* **What to produce**: Reproduce the listing from its first line through the line containing "[[[59,6],[58,2],[55,3],[52,0],[24,0],[24,4],[29,8],[57,8]]]", substituting "arena seat" for "stadium seat" and leaving everything else unchanged.

* **Data section**:
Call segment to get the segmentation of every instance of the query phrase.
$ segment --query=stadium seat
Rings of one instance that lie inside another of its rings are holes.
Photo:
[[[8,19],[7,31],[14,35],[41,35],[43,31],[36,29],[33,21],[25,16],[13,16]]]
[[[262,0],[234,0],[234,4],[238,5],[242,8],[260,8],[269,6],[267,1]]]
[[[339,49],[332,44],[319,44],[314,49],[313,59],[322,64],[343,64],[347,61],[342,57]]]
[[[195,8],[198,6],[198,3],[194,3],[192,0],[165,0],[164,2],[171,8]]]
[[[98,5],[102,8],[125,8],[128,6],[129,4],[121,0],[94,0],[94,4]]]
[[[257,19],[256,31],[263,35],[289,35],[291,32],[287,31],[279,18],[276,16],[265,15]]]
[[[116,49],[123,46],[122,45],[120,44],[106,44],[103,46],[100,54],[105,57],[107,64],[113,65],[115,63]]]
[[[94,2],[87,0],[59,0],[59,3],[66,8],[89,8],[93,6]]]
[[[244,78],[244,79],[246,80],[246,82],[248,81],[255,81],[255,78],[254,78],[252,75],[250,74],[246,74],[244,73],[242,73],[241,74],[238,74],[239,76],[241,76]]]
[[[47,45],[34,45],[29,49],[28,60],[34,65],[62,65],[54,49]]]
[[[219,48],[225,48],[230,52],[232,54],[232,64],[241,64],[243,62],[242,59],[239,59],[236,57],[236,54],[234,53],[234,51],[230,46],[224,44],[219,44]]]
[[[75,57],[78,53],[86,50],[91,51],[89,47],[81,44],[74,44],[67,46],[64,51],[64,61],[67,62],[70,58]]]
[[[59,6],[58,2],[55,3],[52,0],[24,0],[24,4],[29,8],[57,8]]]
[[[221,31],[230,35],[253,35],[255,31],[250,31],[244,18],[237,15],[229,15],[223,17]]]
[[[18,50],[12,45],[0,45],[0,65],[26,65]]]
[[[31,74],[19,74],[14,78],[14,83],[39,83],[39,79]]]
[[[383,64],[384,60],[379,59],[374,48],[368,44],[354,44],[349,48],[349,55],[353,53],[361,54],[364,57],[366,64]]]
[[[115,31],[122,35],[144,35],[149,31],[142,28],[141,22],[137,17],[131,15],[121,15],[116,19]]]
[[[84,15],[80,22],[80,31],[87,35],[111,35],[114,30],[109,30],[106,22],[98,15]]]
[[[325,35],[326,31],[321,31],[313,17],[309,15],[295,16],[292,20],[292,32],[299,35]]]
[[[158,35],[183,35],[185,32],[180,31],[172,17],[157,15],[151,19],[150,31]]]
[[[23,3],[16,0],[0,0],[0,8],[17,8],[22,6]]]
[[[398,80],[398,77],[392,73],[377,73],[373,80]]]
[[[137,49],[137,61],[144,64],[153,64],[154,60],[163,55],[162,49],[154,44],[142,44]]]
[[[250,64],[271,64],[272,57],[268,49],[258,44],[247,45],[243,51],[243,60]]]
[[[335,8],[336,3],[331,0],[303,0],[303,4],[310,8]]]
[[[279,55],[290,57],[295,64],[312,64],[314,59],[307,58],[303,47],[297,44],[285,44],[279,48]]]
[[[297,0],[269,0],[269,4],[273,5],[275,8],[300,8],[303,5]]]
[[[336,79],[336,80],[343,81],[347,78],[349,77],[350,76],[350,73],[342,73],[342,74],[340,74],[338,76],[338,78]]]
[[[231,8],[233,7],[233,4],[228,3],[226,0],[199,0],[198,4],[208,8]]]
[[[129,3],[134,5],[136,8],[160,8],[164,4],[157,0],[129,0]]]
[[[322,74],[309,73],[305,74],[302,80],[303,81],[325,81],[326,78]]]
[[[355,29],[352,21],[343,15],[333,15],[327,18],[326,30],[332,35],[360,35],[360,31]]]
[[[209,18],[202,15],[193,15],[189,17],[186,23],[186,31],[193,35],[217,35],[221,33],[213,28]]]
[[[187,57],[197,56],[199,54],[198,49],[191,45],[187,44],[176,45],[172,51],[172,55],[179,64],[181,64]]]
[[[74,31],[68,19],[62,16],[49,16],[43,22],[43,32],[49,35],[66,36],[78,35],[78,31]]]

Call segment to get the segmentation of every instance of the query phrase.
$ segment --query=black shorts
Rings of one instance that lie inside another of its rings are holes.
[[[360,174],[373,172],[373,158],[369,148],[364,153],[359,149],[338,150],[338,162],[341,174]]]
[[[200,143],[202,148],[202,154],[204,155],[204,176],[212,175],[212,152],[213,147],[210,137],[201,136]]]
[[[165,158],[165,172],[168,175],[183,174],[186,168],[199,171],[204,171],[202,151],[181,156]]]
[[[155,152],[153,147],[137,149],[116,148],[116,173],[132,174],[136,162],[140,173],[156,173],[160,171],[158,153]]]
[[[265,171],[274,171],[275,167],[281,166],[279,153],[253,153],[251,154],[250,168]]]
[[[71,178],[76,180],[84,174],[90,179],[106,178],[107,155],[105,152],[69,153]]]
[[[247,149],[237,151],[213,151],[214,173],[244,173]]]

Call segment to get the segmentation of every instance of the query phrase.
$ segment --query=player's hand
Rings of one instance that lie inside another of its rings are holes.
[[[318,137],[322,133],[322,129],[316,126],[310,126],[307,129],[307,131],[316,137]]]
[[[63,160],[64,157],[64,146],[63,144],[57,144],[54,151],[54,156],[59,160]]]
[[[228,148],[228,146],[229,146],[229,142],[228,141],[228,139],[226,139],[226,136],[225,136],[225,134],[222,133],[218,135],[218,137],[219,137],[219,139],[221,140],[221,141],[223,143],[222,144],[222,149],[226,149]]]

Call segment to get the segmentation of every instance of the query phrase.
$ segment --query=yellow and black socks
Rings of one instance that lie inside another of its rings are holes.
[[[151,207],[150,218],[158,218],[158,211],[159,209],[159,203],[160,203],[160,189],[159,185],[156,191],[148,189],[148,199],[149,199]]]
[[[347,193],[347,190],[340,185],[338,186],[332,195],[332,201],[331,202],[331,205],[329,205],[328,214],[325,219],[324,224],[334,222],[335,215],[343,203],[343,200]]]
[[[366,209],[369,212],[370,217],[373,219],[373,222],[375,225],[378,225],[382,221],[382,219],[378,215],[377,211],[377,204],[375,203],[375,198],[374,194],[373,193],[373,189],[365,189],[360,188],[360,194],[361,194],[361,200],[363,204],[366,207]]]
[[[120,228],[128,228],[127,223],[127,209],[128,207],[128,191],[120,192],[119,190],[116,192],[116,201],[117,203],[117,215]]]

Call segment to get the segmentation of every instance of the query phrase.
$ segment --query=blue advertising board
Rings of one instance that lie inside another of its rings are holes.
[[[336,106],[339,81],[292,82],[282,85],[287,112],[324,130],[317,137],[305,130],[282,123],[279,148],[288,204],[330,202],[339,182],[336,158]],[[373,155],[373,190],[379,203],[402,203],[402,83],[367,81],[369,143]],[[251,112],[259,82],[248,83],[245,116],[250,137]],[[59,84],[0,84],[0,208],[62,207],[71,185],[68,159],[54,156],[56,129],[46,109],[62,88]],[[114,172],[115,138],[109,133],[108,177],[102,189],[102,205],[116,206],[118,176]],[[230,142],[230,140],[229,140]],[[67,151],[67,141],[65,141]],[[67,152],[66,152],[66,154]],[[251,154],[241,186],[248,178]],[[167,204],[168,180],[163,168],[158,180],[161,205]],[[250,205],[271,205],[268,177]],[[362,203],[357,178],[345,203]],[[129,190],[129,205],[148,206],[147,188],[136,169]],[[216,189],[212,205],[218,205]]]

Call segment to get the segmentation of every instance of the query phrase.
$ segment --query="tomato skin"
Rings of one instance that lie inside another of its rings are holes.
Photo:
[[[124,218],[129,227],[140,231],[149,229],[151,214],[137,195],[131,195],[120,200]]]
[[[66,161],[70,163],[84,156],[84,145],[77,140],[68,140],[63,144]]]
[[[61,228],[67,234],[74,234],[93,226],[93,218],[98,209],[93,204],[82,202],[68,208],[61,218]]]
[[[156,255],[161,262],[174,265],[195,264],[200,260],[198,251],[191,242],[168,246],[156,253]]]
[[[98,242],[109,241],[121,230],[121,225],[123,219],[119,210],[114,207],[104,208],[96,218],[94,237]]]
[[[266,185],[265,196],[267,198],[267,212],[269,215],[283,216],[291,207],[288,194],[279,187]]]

* **Output of the exercise**:
Call segment to get the segmentation of every instance of the query phrase.
$ segment --query=arena seat
Rings of one instance that lie inside another of its rings are holes.
Photo:
[[[8,19],[7,31],[14,35],[41,35],[43,31],[36,29],[33,21],[25,16],[13,16]]]
[[[262,0],[234,0],[234,4],[238,5],[242,8],[260,8],[269,6],[267,1]]]
[[[339,49],[332,44],[319,44],[314,49],[313,59],[322,64],[343,64],[347,61],[342,57]]]
[[[195,8],[198,6],[198,3],[194,3],[192,0],[165,0],[164,2],[171,8]]]
[[[98,5],[102,8],[125,8],[128,6],[129,4],[121,0],[94,0],[94,4]]]
[[[257,19],[256,31],[263,35],[289,35],[291,32],[287,31],[279,18],[276,16],[265,15]]]
[[[116,49],[123,46],[122,45],[120,44],[106,44],[103,46],[100,54],[105,57],[107,64],[113,65],[115,63]]]
[[[94,2],[87,0],[59,0],[59,3],[66,8],[89,8],[93,6]]]
[[[244,78],[244,79],[246,80],[246,82],[248,81],[255,81],[255,78],[254,78],[252,75],[250,74],[246,74],[244,73],[242,73],[241,74],[238,74],[239,76],[241,76]]]
[[[47,45],[34,45],[29,49],[28,60],[34,65],[62,65],[54,49]]]
[[[219,48],[225,48],[230,52],[232,54],[232,64],[241,64],[243,62],[242,59],[239,59],[236,57],[236,54],[234,53],[234,51],[230,46],[224,44],[219,44]]]
[[[75,57],[78,53],[86,50],[91,51],[89,47],[81,44],[74,44],[67,46],[64,51],[64,61],[67,62],[70,58]]]
[[[59,6],[58,2],[55,3],[52,0],[24,0],[24,4],[29,8],[57,8]]]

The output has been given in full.